## [EXERCICE COURT 1]
Traduisez en anglais cette phrase du texte sur le rapport consacré à l'Égypte : « Selon la loi de 1996 sur l'enfance, aucun enfant de moins de 7 ans ne sera tenu pour pénalement responsable. »
## [EXERCICE COURT 2]
Relevez tous les âges que le texte sur le rapport consacré à l'Égypte mentionne à propos de la responsabilité pénale des enfants.
## [EXERCICE COURT 3]
Reprenez le texte sur le rapport consacré à l'Égypte en enchaînant sur sa dernière phrase.

## [TEXTE PRÉSENTÉ]
* * *
Le rapport rappelle que l'état d'urgence a été proclamé en Égypte le 6 octobre 1981 à la suite de l'assassinat du Président Mohammed Anwar al-Sadat. Il a été prorogé avec l'approbation du pouvoir législatif égyptien, et le dernier décret prévoit la prorogation de l'état d'urgence jusqu'au 31 mai 2003. La proclamation de l'état d'urgence ne suspend pas les droits de la défense et ne fait pas obstacle aux principes constitutionnels et aux règles de droit qui n'entrent pas dans le champ d'application des mesures prises en vertu de ladite proclamation, assure le rapport.
Le rapport indique par ailleurs que 30 condamnations à mort définitives ont été prononcées en 2000 dans le pays contre 25 en 1999. Daté de novembre 2001, il précise en outre qu'un projet de loi visant à abolir la peine du fouet, qui était utilisée comme mesure disciplinaire à l'encontre des détenus, est en cours d'examen par les autorités judiciaires compétentes. Selon la loi de 1996 sur l'enfance, aucun enfant de moins de 7 ans ne sera tenu pour pénalement responsable. En vertu de cette même loi, les enfants de plus de sept ans mais de moins de 15 ans peuvent faire l'objet de mesures de redressement éducatif et de prévention mais non de sanctions ni de détention préventive. Les enfants de plus de 15 ans sont pénalement responsables de leurs actes, mais, tant qu'ils font partie du groupe d'âges des 15 à 18 ans, ils ne sont pas passibles de certaines peines telles que la peine de mort et les travaux forcés. Le rapport souligne que 14 nouvelles prisons ont été construites dans les divers gouvernorats au cours de la période 1995-2000 et qu'au cours des cinq dernières années, toutes les prisons ont été rénovées.
* * *
## [DONNÉES FOURNIES]
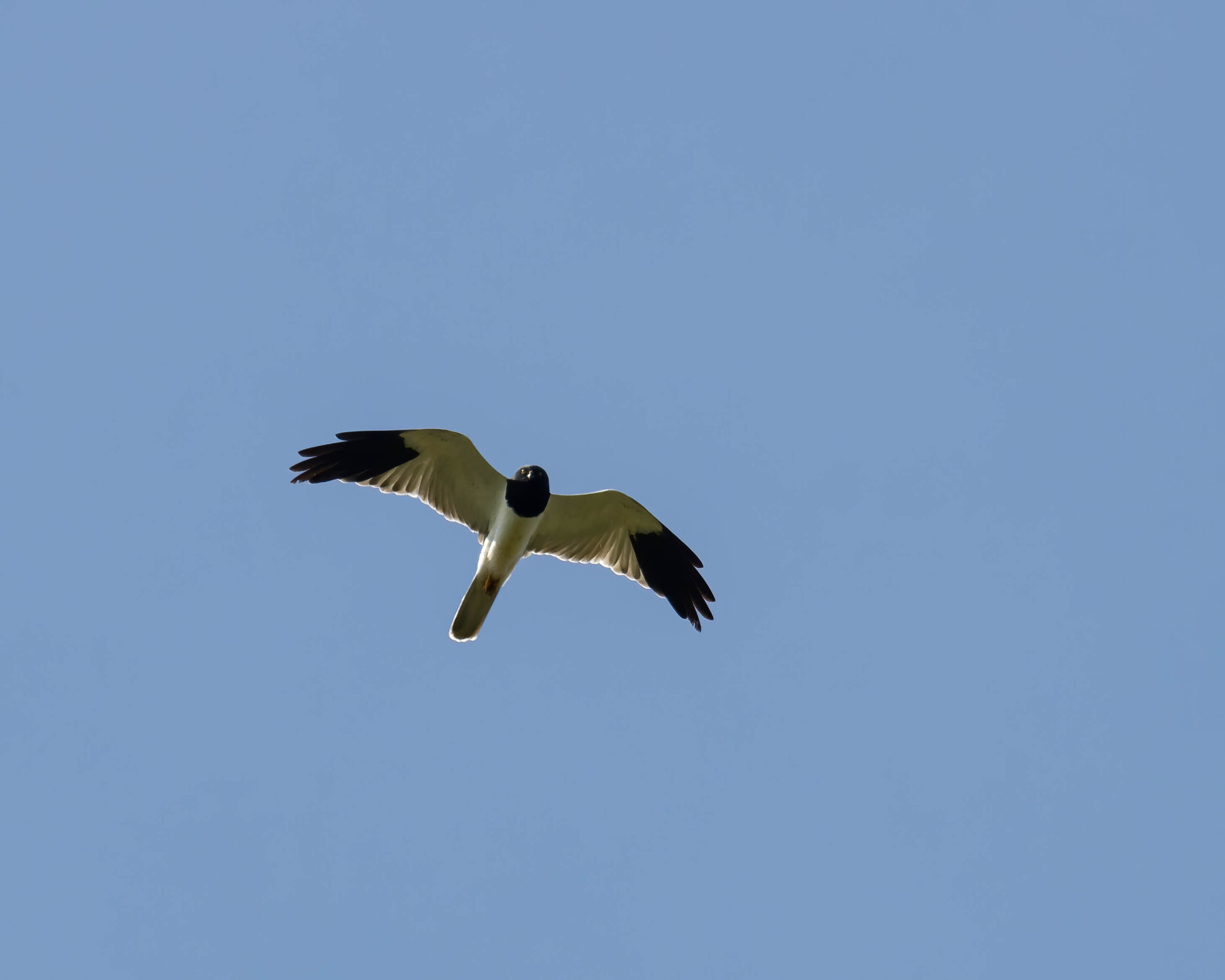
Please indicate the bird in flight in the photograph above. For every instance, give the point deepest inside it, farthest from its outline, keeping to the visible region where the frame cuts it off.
(513, 517)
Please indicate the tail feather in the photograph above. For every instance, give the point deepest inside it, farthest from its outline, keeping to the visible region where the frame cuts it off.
(476, 605)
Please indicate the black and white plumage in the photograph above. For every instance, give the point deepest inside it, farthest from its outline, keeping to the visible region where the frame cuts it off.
(513, 517)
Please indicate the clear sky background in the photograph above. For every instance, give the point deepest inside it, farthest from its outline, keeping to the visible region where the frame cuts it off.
(907, 318)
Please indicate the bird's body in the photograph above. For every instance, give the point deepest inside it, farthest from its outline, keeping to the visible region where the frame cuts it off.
(513, 517)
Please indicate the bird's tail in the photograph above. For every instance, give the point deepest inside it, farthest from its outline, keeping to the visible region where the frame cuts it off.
(476, 605)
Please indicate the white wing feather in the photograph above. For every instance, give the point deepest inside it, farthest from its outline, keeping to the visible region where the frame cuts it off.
(450, 476)
(594, 528)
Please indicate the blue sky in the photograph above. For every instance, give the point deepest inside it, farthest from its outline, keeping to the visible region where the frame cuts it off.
(906, 318)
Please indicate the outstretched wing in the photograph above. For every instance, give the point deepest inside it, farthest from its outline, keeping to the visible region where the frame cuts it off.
(613, 530)
(440, 468)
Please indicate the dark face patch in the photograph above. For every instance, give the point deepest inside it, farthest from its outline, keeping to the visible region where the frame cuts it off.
(527, 491)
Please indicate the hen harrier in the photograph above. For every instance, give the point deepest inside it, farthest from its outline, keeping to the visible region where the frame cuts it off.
(513, 517)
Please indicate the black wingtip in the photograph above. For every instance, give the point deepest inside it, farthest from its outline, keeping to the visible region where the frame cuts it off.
(360, 456)
(672, 571)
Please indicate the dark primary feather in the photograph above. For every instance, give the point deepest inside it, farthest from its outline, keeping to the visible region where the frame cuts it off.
(672, 571)
(360, 456)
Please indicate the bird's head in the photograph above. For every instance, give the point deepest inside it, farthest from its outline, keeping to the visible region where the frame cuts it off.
(527, 491)
(532, 475)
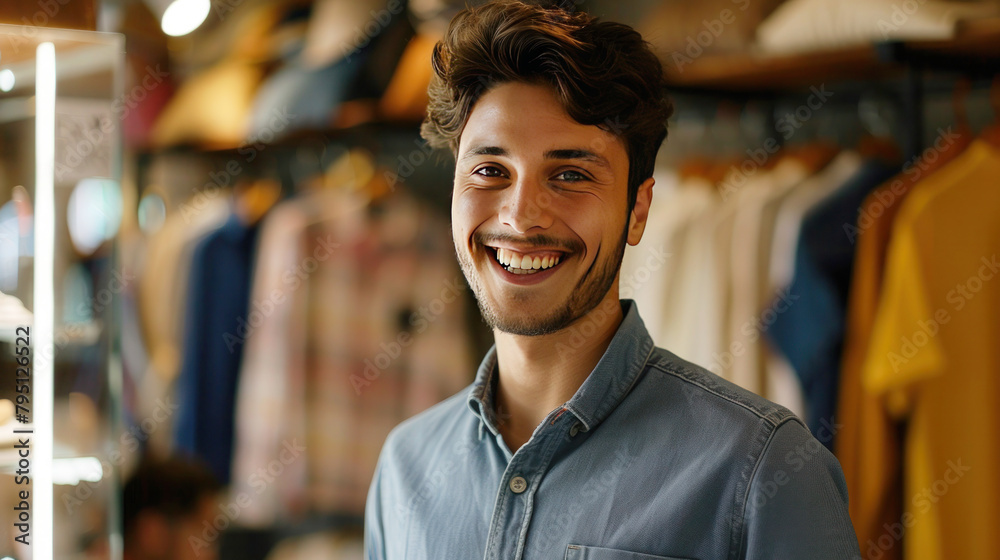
* * *
## [BONNE RÉPONSE 1]
According to the 1996 Children's Law, no child under the age of 7 shall be held criminally responsible.

## [BONNE RÉPONSE 2]
7 ans, 15 ans, 18 ans

## [BONNE RÉPONSE 3]
Examen du rapport de l'Égypte
Interrogée sur le cadre constitutionnel et juridique dans lequel le Pacte est appliqué en Égypte, la délégation égyptienne a assuré que le Pacte peut être invoqué devant les instances judiciaires, cet instrument international faisant partie de la législation nationale, ce qu'atteste notamment un jugement rendu par la Cour suprême.
Interrogée sur les raisons pour lesquelles les auteurs d'exécutions extrajudiciaires, d'actes de torture ou de mesures de détention arbitraire restent en général impunis - surtout dans les cas où les personnes responsables dépendent des services de sécurité -, la délégation a assuré que de tels actes sont passibles de sanctions en vertu de la loi. Les coupables doivent donc être traduits en justice, a insisté la délégation, et il n'y a pas d'impunité pour de tels actes. Elle a rappelé que des peines très lourdes prononcées contre des membres de forces de sécurité, comme il est mentionné dans le rapport. La torture est un crime imprescriptible en Égypte, a par ailleurs souligné la délégation.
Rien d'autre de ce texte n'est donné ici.